• [WRITTEN INSTRUCTION]:
Pick up the passage about Heinrich Faust right after its final sentence and keep writing it.

* Begin TEXT SHOWN *

The poem also deals with:

      1. Faust under Mephistopheles’ spell;
      2. Faust’s redemption.

I. Who is Heinrich Faust?

          Certainly, Heinrich Faust is not a specific historical figure. There have been many Fausts throughout human history, and there are still many today. The figure of Faust is typical. Every person carries Faust within them, but in the majority of people, it has not yet awakened to consciousness. The name “Heinrich Faust” itself indicates this typical character. The name “Heinrich” is said to mean “master of the house,” and the word “Faust,” which refers to the clenched hand, denotes a “fighter.” According to this, Faust is the human soul fighting for its rule and freedom, which should be the master in the physical body, which the person inhabits as a house during his life on earth. Faust is the individual ray (manas) of the world soul (ātma-buddhi), which has its dwelling in heaven, its home, and is divine and omniscient by nature, but is not yet pure enough to recognize its unity with the universal spirit, and therefore has to descend again and again from time to time into the hell of earthly life in order to experience all the joys and sorrows of worldly existence during many world periods.

          The human souls left their heavenly home and descended to earth in order to achieve freedom and dominion over matter in the struggle with it, but those souls that were not yet strong and wise enough were defeated in the struggle and were increasingly obscured by matter until they forgot their divine origin and home and identified themselves completely with the body, as is the case with the majority of civilized people today.

          During incarnation, the soul splits into two parts. The higher part, or the true self, of the person remains forever in the spiritual world, even during incarnation, and with each incarnation sends the lower part of their being, the lower force (the lower manas), down into the realm of matter, where it clothes itself with the substance of the lower plane of the planet. First, the soul descends into the intellectual zone of the planet and envelops itself there in the thought body; then it penetrates the world of desire, clothes itself in a garment woven from the desires it itself called into existence in the last life, and finally, with the help of human parents, attains physical incarnation.

* End TEXT SHOWN *
* Begin SUPPLIED INFORMATION *

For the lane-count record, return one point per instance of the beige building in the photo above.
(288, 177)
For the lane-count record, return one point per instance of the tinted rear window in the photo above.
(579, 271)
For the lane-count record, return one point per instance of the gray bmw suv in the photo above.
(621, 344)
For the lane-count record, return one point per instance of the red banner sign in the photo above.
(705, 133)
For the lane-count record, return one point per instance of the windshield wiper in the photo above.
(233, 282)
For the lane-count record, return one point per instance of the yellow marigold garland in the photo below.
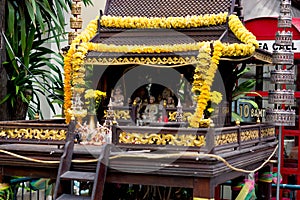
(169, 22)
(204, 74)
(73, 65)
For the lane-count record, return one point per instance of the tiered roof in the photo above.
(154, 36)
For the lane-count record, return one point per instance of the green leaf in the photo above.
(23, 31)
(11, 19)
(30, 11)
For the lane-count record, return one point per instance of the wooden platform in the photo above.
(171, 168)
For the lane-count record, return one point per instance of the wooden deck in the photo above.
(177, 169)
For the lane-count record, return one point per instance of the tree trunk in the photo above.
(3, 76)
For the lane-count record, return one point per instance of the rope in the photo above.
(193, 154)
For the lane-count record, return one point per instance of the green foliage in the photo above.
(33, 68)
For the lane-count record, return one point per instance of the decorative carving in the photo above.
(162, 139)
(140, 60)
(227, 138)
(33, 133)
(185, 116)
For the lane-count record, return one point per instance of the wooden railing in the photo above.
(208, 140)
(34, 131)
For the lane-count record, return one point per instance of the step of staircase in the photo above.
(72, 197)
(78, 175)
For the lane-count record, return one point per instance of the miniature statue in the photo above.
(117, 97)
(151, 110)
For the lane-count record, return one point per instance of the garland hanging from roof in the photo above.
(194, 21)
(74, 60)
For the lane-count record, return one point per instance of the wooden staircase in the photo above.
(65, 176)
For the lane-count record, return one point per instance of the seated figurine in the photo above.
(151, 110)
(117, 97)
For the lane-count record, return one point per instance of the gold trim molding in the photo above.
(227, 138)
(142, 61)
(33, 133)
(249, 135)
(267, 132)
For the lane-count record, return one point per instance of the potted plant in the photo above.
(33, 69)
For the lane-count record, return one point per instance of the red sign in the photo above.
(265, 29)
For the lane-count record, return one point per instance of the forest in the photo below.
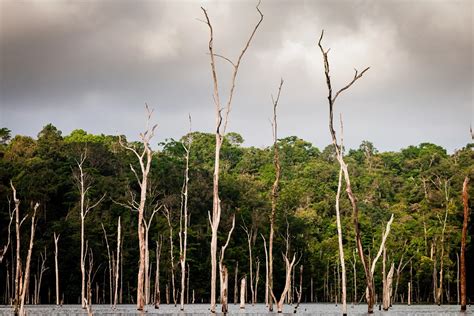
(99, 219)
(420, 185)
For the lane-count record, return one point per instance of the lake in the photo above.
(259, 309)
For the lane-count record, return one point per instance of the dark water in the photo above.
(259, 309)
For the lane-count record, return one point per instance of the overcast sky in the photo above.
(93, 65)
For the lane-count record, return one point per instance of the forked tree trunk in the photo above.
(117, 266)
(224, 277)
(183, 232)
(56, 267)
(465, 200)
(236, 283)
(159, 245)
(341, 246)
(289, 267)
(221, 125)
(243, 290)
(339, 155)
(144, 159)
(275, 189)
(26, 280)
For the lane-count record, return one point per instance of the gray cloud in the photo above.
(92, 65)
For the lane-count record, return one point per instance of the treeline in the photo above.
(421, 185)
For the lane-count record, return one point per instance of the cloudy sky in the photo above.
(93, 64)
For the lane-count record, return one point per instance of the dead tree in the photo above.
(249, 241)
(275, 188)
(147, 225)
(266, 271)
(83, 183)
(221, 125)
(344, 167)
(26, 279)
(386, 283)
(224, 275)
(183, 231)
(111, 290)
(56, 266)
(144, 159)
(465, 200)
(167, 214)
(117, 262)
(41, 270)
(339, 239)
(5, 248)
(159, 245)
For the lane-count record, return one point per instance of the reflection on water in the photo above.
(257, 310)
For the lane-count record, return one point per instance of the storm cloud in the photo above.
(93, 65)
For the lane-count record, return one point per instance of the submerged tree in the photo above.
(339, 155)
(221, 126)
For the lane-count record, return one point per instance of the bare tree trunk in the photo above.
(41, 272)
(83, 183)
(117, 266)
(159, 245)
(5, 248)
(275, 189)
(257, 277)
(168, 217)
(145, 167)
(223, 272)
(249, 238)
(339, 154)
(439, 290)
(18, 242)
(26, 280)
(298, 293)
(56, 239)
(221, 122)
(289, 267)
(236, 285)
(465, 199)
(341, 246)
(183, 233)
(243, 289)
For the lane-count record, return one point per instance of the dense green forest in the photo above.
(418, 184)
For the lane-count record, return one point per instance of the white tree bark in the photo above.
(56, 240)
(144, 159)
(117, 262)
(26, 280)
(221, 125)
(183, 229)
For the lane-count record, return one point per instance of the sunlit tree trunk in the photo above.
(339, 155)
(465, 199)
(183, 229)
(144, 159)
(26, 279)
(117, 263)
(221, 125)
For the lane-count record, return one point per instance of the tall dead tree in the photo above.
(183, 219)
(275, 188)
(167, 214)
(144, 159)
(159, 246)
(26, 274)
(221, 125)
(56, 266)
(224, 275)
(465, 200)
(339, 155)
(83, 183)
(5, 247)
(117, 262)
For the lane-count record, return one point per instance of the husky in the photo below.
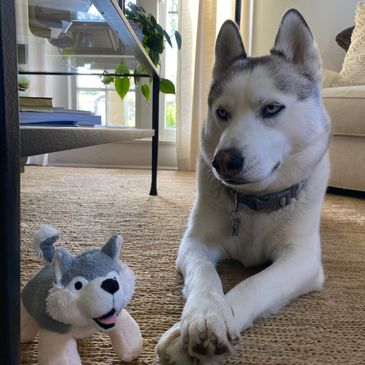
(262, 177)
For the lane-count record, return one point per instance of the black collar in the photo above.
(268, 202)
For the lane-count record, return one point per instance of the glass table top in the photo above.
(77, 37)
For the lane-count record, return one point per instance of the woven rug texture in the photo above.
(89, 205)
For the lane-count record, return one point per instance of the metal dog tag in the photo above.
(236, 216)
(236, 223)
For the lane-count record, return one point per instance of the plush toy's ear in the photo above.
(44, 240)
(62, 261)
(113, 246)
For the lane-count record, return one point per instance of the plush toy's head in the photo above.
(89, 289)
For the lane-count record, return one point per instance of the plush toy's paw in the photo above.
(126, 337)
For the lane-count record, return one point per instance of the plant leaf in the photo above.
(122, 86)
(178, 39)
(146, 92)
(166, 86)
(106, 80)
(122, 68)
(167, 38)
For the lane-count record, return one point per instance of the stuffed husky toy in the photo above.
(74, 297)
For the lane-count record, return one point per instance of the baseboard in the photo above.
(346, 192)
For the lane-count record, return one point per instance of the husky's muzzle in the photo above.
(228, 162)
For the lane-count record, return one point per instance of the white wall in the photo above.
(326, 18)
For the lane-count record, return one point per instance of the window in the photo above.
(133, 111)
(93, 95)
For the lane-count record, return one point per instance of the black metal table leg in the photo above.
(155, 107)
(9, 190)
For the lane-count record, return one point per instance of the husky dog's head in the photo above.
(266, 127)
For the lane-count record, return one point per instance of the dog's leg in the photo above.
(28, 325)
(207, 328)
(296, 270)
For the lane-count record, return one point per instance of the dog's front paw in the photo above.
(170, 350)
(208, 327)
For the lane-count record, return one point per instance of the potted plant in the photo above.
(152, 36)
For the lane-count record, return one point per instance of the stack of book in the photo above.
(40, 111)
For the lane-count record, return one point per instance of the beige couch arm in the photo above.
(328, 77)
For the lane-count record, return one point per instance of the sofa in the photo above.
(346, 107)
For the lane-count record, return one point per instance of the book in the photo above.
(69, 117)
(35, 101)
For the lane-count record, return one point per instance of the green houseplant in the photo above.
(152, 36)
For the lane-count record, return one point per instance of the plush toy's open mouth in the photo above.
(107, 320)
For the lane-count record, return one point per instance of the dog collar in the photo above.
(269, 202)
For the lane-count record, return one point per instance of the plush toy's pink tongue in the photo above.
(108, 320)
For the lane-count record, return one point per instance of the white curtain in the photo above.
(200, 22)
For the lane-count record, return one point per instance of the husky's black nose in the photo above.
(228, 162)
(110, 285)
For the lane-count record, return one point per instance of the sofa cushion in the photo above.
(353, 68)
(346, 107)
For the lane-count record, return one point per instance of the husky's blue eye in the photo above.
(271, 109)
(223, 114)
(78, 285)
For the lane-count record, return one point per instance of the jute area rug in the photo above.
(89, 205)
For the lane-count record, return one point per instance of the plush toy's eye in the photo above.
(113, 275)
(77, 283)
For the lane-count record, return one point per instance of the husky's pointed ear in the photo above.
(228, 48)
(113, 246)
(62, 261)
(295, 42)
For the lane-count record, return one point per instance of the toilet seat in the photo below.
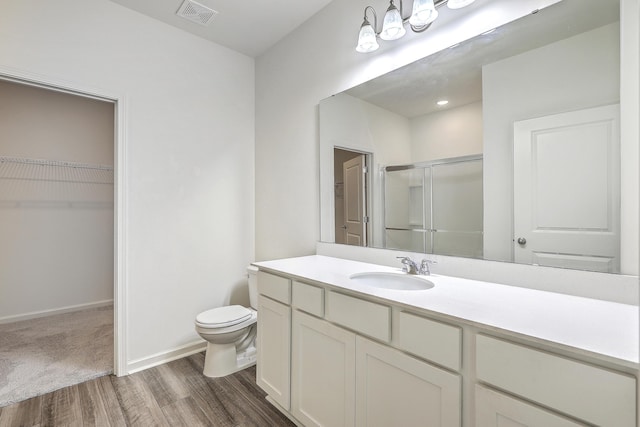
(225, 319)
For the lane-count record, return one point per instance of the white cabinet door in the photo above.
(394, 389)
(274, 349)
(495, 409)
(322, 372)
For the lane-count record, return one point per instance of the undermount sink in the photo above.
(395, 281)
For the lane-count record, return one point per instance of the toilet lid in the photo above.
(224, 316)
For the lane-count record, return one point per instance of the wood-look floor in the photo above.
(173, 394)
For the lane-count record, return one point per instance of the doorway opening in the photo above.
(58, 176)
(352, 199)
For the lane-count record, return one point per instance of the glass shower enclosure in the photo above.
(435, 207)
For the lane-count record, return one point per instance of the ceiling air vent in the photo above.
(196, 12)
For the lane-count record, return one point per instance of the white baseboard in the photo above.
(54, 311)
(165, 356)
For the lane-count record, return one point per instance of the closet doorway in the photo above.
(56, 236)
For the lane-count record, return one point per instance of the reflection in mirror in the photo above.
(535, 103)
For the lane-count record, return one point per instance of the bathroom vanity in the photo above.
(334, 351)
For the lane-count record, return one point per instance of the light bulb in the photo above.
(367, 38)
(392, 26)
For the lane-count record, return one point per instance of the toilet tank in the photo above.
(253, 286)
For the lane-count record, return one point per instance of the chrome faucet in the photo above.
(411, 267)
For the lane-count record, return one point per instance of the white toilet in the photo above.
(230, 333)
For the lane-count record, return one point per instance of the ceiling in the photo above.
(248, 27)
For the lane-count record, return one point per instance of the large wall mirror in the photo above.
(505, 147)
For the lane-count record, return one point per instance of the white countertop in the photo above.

* End SUPPLIED INFORMATION *

• [WRITTEN RESPONSE]:
          The higher, immortal part of the human soul overshadows every human personality and constantly strives to draw the lower part, its own child and creature, to itself. This can only happen when the lower manas is purified and freed from all dross, earthly inclinations and desires. In the course of development, which lasts many world periods (kalpas), the moment comes for the soul when the higher self succeeds in making itself known to the person imprisoned in the physical body, illuminating him with his knowledge and imparting a portion of his power.

          From this moment on, there is no more rest for the person who has seen the true light. The desire for knowledge, power, and freedom has awakened within him; he now strives to extricate himself from the mire of sensual life. With this, however, begins the struggle depicted in the sacred (occult) scriptures of all religions: the struggle of man with his virtues and vices.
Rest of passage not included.